Task details
Your output should be the line that contains "Query: long blonde hair" and all lines after it in the records, retyped exactly through the last one.

──────

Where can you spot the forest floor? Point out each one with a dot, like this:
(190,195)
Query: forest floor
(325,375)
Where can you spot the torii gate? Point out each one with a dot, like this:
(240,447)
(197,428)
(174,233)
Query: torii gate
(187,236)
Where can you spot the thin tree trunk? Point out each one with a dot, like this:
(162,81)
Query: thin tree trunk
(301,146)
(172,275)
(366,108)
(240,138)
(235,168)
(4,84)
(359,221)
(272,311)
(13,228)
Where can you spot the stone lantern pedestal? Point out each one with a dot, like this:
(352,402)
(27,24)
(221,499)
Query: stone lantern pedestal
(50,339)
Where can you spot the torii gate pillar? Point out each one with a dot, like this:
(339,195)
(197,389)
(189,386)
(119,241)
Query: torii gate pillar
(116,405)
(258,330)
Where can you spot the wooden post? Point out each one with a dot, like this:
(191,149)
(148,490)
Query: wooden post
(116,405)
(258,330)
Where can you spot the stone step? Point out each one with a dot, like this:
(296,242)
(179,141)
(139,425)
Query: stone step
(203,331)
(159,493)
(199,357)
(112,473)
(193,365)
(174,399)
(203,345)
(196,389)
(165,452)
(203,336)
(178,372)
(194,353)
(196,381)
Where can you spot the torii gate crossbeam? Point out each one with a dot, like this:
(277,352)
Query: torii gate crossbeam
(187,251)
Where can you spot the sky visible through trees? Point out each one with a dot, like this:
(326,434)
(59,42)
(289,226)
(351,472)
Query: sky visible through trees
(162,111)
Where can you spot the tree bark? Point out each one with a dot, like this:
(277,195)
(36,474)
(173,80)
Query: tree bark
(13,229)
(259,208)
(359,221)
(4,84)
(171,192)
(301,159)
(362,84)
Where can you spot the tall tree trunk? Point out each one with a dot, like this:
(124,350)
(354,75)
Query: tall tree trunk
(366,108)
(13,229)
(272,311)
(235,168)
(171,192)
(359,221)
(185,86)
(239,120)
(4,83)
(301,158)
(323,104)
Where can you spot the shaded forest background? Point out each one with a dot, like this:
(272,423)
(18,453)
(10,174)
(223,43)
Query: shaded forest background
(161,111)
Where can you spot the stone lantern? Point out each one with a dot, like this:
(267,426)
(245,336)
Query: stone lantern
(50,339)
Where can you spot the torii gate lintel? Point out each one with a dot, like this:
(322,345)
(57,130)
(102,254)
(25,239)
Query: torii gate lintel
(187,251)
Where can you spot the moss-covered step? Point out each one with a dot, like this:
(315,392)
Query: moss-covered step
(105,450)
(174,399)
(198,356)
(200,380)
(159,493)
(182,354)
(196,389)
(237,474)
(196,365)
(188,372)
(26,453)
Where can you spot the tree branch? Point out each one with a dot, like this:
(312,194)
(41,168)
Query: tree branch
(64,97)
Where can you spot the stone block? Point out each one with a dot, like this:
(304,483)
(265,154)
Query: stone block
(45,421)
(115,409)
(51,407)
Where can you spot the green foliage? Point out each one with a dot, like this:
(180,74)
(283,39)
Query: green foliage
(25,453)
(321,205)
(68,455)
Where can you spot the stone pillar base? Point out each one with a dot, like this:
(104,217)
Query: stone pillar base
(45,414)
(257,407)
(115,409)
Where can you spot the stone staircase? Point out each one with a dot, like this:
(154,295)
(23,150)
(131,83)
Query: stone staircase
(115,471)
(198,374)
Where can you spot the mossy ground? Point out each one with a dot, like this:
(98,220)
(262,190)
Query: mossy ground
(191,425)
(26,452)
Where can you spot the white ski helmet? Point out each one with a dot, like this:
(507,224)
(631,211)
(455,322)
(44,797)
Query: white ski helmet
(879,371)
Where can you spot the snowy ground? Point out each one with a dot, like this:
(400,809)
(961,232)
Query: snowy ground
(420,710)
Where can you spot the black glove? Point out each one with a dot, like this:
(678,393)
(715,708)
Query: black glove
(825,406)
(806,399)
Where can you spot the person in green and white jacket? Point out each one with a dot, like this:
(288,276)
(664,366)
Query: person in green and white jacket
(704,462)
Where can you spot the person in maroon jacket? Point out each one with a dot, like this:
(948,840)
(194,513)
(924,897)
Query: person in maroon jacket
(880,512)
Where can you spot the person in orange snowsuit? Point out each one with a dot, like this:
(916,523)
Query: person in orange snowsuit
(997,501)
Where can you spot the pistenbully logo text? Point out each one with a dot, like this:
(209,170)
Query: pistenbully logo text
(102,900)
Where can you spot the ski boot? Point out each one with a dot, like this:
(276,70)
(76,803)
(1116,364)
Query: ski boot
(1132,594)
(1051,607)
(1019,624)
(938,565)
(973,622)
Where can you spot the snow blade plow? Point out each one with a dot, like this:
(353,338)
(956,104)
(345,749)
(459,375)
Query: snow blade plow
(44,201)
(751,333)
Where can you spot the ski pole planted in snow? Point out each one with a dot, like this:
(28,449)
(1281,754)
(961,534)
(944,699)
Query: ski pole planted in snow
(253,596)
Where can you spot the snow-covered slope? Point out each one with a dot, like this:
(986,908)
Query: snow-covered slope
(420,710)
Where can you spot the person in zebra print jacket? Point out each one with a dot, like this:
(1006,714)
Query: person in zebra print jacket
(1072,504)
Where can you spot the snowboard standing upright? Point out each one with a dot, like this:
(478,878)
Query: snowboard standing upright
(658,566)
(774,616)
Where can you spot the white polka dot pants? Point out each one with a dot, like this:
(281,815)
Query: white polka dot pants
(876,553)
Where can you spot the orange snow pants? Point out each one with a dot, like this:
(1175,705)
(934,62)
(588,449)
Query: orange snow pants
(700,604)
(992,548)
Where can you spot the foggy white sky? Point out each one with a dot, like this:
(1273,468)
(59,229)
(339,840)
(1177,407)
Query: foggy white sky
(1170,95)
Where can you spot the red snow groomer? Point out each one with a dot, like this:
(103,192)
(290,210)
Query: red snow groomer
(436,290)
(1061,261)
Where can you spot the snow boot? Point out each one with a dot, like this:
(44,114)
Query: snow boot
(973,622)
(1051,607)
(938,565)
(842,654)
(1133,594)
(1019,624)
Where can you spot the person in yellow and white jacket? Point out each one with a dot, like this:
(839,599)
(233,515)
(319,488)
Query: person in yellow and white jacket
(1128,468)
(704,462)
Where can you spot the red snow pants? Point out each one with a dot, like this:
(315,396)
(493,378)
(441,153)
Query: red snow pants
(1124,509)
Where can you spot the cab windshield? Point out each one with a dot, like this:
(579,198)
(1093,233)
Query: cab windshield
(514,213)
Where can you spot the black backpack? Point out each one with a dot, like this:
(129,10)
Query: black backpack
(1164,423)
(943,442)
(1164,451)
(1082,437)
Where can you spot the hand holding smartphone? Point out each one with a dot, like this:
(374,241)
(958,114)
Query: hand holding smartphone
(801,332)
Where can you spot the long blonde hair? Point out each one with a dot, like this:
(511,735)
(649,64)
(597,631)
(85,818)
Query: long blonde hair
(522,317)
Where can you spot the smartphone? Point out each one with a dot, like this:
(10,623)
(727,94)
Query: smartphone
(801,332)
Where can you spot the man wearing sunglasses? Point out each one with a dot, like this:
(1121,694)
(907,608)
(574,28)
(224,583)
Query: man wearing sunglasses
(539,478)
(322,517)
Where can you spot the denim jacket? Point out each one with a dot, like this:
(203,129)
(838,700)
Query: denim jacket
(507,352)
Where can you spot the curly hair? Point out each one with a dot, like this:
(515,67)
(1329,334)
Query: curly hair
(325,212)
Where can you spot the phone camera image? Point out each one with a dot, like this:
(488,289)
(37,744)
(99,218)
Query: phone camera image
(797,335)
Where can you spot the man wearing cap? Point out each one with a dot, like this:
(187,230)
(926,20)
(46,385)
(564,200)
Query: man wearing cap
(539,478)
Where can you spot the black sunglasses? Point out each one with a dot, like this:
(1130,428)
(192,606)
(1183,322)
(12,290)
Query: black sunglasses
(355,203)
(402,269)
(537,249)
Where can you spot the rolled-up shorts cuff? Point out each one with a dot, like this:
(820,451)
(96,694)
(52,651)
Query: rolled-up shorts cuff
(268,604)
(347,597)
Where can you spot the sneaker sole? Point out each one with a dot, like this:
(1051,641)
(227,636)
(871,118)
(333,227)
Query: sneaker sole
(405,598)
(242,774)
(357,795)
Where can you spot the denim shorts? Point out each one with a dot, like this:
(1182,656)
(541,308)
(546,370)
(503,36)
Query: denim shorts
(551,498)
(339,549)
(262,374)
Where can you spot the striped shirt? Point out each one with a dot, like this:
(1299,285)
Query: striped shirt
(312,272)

──────

Your response
Query: long blonde hair
(522,317)
Where can you spot the smartphone? Point out each one with a dot, like this:
(10,623)
(727,94)
Query: smartphone
(801,332)
Where can you spot the man wearing sunglasses? Point out each one with a dot, like this:
(1121,694)
(907,608)
(574,28)
(224,583)
Query: man wearing sunglasses
(539,478)
(322,517)
Where can you spot the denim jacket? Point out each one with a dot, like this:
(203,129)
(838,700)
Query: denim jacket
(507,352)
Where can you spot the curly hair? Point out each one with a dot, like this:
(515,67)
(1329,334)
Query: curly hair
(325,212)
Where can you spot the phone camera image? Point out each one with a dot, like this:
(488,289)
(37,744)
(99,218)
Query: phone camera image
(797,335)
Where can you spot the man wearing cap? Point out each one with a dot, like this:
(187,230)
(926,20)
(46,385)
(564,200)
Query: man wearing cap
(539,478)
Where can you spot the black sunglasses? Point out each one with a dot, like this:
(1130,428)
(192,606)
(1183,322)
(12,290)
Query: black sunglasses
(355,203)
(402,269)
(537,249)
Where can you spot the rolled-up shorts cuff? Point out each one with a dot, like this:
(820,451)
(96,694)
(52,651)
Query: rolled-up shorts cuff
(268,604)
(347,597)
Where can you spot the sneaker sole? Point out each one with a dot, like this:
(1051,641)
(227,636)
(871,118)
(333,227)
Query: sneaker sole
(405,598)
(242,774)
(357,795)
Where can you spot the denim shorts? Point out each one with a dot, like this:
(1182,656)
(541,308)
(546,370)
(503,36)
Query: denim shorts
(551,498)
(339,549)
(262,374)
Where can you spot the striped shirt? Point out each one with a dot, like this:
(1299,285)
Query: striped shirt
(312,272)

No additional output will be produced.